STATED GOAL: Copy out the data below, swapping every "pin" for "marker" and changing nothing else. Leave the pictures out.
══ DATASET EXCERPTS ══
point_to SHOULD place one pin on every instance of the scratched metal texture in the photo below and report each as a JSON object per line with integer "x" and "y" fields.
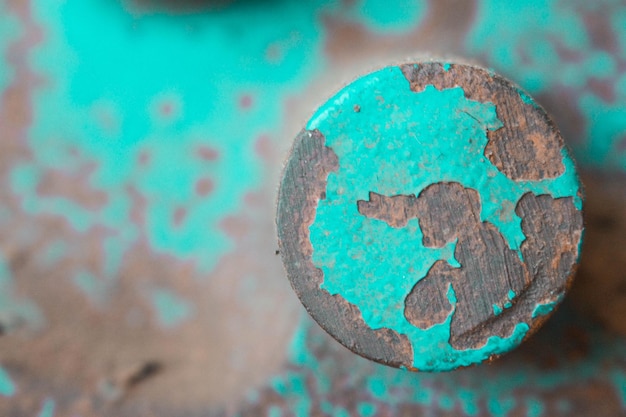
{"x": 140, "y": 148}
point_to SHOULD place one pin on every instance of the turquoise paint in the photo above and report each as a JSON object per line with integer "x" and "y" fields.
{"x": 546, "y": 308}
{"x": 366, "y": 409}
{"x": 10, "y": 30}
{"x": 47, "y": 410}
{"x": 475, "y": 389}
{"x": 7, "y": 386}
{"x": 170, "y": 308}
{"x": 111, "y": 114}
{"x": 520, "y": 39}
{"x": 619, "y": 382}
{"x": 380, "y": 17}
{"x": 446, "y": 402}
{"x": 534, "y": 407}
{"x": 399, "y": 143}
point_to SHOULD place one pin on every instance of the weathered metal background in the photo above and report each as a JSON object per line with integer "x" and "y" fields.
{"x": 141, "y": 143}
═══
CORRECT ANSWER:
point_to SHOULD place one marker on every instance of the scratched metal texture in the photo below and report each as a JSON object per line with integer "x" and "y" fields.
{"x": 140, "y": 148}
point_to SHOULD place one marker on every instance of the turquoise paint in the photo above and report each as a JSON object per line with integer "x" and "y" fields.
{"x": 546, "y": 308}
{"x": 366, "y": 409}
{"x": 10, "y": 30}
{"x": 47, "y": 410}
{"x": 475, "y": 389}
{"x": 7, "y": 386}
{"x": 170, "y": 308}
{"x": 111, "y": 114}
{"x": 520, "y": 39}
{"x": 619, "y": 382}
{"x": 380, "y": 17}
{"x": 446, "y": 402}
{"x": 534, "y": 407}
{"x": 399, "y": 143}
point_to SHOULD place one marker on every instance of the weathered metal background in the photo above and report each as a JSON object per line with integer "x" and "y" fields.
{"x": 141, "y": 143}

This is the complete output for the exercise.